[Excerpt from a dataset]
Start

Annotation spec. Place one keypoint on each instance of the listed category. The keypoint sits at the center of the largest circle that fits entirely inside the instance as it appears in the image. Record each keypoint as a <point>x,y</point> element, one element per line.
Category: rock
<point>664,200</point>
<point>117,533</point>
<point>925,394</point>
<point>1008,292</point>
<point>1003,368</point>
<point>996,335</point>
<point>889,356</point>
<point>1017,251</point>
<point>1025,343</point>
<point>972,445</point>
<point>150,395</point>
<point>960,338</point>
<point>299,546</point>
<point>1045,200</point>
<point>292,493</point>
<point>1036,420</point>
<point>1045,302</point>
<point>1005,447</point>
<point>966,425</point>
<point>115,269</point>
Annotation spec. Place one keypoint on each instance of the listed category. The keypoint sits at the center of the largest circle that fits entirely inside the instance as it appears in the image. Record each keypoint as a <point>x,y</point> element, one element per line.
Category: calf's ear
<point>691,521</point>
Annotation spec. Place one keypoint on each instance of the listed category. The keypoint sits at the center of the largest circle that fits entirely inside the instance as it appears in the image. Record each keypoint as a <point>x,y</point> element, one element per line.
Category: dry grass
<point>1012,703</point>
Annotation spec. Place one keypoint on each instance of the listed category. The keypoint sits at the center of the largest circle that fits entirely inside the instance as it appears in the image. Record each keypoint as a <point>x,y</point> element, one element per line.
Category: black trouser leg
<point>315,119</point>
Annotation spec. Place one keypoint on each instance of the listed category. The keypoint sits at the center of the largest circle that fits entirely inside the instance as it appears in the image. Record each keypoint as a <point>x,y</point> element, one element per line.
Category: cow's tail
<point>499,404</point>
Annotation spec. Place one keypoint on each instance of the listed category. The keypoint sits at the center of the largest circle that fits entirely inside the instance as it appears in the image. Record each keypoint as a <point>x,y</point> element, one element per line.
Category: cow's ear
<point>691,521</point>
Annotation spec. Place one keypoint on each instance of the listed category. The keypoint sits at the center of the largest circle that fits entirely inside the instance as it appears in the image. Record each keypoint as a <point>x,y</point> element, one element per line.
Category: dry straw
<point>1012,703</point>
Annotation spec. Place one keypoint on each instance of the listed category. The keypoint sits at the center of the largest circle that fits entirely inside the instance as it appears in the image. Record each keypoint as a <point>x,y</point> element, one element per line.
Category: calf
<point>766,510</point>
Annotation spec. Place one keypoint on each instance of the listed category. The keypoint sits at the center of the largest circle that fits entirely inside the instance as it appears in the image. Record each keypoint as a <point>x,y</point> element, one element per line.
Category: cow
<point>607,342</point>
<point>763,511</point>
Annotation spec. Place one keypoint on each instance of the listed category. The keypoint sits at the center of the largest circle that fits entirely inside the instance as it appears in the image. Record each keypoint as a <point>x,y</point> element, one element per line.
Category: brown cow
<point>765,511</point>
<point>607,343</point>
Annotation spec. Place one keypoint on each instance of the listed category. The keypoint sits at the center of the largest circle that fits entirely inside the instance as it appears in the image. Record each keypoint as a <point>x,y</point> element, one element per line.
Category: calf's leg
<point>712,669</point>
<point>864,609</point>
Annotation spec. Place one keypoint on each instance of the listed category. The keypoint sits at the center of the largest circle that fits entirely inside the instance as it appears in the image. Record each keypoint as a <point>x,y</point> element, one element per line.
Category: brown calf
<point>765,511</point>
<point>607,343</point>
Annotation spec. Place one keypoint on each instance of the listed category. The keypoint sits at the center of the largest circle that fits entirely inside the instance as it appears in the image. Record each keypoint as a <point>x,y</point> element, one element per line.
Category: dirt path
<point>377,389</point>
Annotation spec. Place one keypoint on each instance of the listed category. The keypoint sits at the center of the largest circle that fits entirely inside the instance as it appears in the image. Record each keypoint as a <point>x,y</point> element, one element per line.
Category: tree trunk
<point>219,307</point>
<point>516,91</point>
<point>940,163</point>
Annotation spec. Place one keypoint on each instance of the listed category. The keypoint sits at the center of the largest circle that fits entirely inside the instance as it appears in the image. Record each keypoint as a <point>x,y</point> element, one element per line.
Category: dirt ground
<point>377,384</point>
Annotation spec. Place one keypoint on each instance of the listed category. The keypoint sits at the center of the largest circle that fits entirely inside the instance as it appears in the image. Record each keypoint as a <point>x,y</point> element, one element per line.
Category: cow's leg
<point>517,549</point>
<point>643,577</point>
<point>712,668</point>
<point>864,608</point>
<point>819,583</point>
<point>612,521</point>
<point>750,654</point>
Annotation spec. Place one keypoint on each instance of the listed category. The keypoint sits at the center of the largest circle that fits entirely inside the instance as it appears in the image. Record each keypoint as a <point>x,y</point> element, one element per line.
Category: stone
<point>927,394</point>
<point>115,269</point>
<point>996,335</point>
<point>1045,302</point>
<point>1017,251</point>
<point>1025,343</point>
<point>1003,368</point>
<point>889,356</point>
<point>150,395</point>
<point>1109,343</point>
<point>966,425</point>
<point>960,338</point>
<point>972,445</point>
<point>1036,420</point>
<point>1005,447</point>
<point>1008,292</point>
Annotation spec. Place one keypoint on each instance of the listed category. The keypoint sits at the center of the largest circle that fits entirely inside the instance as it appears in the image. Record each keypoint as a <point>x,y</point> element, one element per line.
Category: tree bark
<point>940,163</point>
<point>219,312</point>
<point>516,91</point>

End

* **Task goal**
Write out every entry above, word for word.

* **Solution for this task**
Annotation spec. Place one keypoint on each instance of the listed category. The keypoint sits at the center of the largest circle that fits entirely inside the instance as it appears in the image. Record each keypoint as a <point>x,y</point> element, one element per line.
Category: rock
<point>664,200</point>
<point>117,533</point>
<point>925,394</point>
<point>1008,292</point>
<point>1003,368</point>
<point>996,335</point>
<point>889,356</point>
<point>1017,251</point>
<point>1025,343</point>
<point>972,445</point>
<point>150,395</point>
<point>960,338</point>
<point>299,546</point>
<point>1045,200</point>
<point>292,493</point>
<point>1036,420</point>
<point>1045,302</point>
<point>1005,447</point>
<point>966,425</point>
<point>115,269</point>
Annotation spec. Place one keypoint on each instance of the listed category. The keypoint sits at the center of the largest circle that fits entirely inside the instance as it appears in the image. Record each keypoint as a <point>x,y</point> element, one element per line.
Category: calf's ear
<point>691,521</point>
Annotation spec. Place one keypoint on each instance of the listed category. The keypoint sits at the center of the largest circle that fits entirely inside the instance as it appears in the image. Record each keypoint as a <point>x,y</point> element, one element per line.
Category: dry grass
<point>1012,703</point>
Annotation spec. Place one keypoint on each instance of the listed category. The keypoint sits at the center of the largest circle that fits entirely inside the instance as it appears in the image. Record each keypoint as a <point>x,y</point> element, one element per line.
Category: black trouser leg
<point>315,119</point>
Annotation spec. Place one keypoint on each instance of the listed category. The keypoint sits at the center of the largest circle that fits entirely inside the instance as it appears in the image. Record each keypoint as a <point>x,y</point> element, one element per line.
Category: cow's tail
<point>499,404</point>
Annotation spec. Place one keypoint on each instance of the listed category. The keypoint sits at the center of the largest circle that fits entirely inside the instance as it appears in the image. Record each keypoint as a <point>x,y</point> element, one element per line.
Category: cow's ear
<point>691,521</point>
Annotation spec. Place one keypoint on each instance of the listed category. The keypoint sits at the center of the largest circle that fits entirely inside the instance as it appears in the image. Record each keypoint as a <point>x,y</point> element, one element per line.
Category: dry straw
<point>1012,703</point>
Annotation spec. Place one keypoint on each instance of the listed category. The keypoint sits at the center of the largest circle that fits entirely inside the instance as it appears in the image. Record each keypoint as a <point>x,y</point> element, one element per line.
Category: calf
<point>766,510</point>
Annotation spec. Place one keypoint on each instance of the listed category. The keypoint sits at the center of the largest circle that fits entirely inside the instance as it appears in the image. Record each keypoint as a <point>x,y</point> element, one element per line.
Category: cow
<point>607,342</point>
<point>763,511</point>
Annotation spec. Place one keypoint on each instance of the listed category. The keypoint sits at the center of the largest circle that fits entirely inside the instance as it appears in the image. Record each keypoint as a <point>x,y</point> element, one element per line.
Category: brown cow
<point>765,511</point>
<point>607,343</point>
Annotation spec. Place one keypoint on each instance of the listed category. The keypoint sits at the center of the largest circle that fits entirely inside the instance as it appears in the image. Record each keypoint as a <point>x,y</point> element, one element per line.
Category: calf's leg
<point>712,669</point>
<point>864,609</point>
Annotation spec. Place one keypoint on each instance of the listed category. The keypoint sits at the center of the largest circle that fits entirely inside the instance as it appears in the image. Record each keypoint as a <point>x,y</point> element, one element per line.
Category: brown calf
<point>765,511</point>
<point>607,343</point>
Annotation spec. Place one keypoint on each instance of the listed category. The keypoint sits at the center of the largest circle that fits entirely inside the instance as it appears in the image. Record each keypoint as a <point>x,y</point> element, one element per line.
Category: dirt path
<point>377,389</point>
Annotation spec. Place one keypoint on each instance of the listed category. The keypoint sits at the center of the largest circle that fits entirely inside the instance as it appears in the image. Record each keypoint as a <point>x,y</point> element, one element per line.
Category: tree trunk
<point>219,307</point>
<point>516,91</point>
<point>940,163</point>
Annotation spec. Place one keypoint on each instance of the listed category. The keypoint sits at the center of the largest circle that fits entirely inside the instance as it appears in the image. Record each keypoint as a <point>x,y</point> element, one element per line.
Category: dirt ground
<point>377,384</point>
Annotation spec. Place one keypoint on each instance of the listed category. The keypoint sits at the center of the largest circle that fits entirely inside the instance as it appears in the image. Record each keypoint as a <point>x,y</point> element, one element per line.
Category: cow's leg
<point>517,549</point>
<point>643,577</point>
<point>712,668</point>
<point>864,608</point>
<point>819,583</point>
<point>612,521</point>
<point>750,654</point>
Annotation spec. Place one keypoint on each instance of the listed category. The keypoint sits at the center of the largest circle that fits entirely inside the instance as it appears in the image. Record each keypoint as a <point>x,y</point> element, one element per line.
Category: stone
<point>927,394</point>
<point>115,269</point>
<point>996,335</point>
<point>1045,302</point>
<point>1017,251</point>
<point>1025,343</point>
<point>1003,368</point>
<point>889,356</point>
<point>150,395</point>
<point>1109,343</point>
<point>966,425</point>
<point>960,338</point>
<point>972,445</point>
<point>1036,420</point>
<point>1005,447</point>
<point>1008,292</point>
Annotation spec. Place one keypoint on each instance of the listed category. The keypoint sits at the center of the largest circle that fits entirely inside the instance as it appears in the image. Record each keypoint as a <point>x,y</point> element, one element per line.
Category: tree bark
<point>940,163</point>
<point>219,312</point>
<point>516,91</point>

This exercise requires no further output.